Goal
Copy out the entries from the line containing "Phrase: hazy sky" through the end of the entries, including both ends.

Location annotation dataset excerpts
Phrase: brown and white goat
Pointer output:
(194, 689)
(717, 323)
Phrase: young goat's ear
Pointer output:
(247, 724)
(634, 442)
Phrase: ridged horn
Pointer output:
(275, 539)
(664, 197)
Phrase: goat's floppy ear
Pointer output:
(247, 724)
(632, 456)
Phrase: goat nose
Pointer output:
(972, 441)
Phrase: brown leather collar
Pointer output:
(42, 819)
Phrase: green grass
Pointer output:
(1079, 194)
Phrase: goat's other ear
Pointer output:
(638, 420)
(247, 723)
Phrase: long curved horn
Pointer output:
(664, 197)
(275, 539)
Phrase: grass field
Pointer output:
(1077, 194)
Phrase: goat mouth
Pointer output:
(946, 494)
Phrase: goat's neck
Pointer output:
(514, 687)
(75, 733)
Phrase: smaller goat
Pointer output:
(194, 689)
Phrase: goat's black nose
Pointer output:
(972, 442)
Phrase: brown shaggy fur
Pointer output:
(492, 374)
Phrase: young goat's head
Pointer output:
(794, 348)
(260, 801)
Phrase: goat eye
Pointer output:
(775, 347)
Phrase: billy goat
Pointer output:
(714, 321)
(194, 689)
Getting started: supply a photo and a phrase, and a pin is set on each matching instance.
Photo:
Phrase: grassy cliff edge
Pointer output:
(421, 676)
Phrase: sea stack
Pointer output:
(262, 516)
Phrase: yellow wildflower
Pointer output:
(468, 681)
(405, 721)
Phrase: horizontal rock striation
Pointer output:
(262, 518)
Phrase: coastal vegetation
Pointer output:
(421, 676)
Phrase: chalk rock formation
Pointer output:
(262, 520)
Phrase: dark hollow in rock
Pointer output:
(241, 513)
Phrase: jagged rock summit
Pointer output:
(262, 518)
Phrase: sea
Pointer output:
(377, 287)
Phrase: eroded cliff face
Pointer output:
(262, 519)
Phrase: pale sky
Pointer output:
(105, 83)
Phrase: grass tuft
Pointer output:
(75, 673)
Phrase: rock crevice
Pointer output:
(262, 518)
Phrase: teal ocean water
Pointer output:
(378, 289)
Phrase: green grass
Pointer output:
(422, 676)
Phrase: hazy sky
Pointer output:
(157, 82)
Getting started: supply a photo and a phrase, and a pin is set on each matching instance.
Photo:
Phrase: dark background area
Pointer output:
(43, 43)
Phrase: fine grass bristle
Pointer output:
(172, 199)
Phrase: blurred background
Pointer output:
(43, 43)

Full solution
Phrase: hazy sky
Pointer output:
(157, 82)
Getting started: supply a photo and a phrase, and a pin is set on each matching instance.
Photo:
Phrase: dark background area
Pointer output:
(43, 43)
Phrase: fine grass bristle
Pointer output:
(172, 199)
Phrase: blurred background
Pointer output:
(43, 43)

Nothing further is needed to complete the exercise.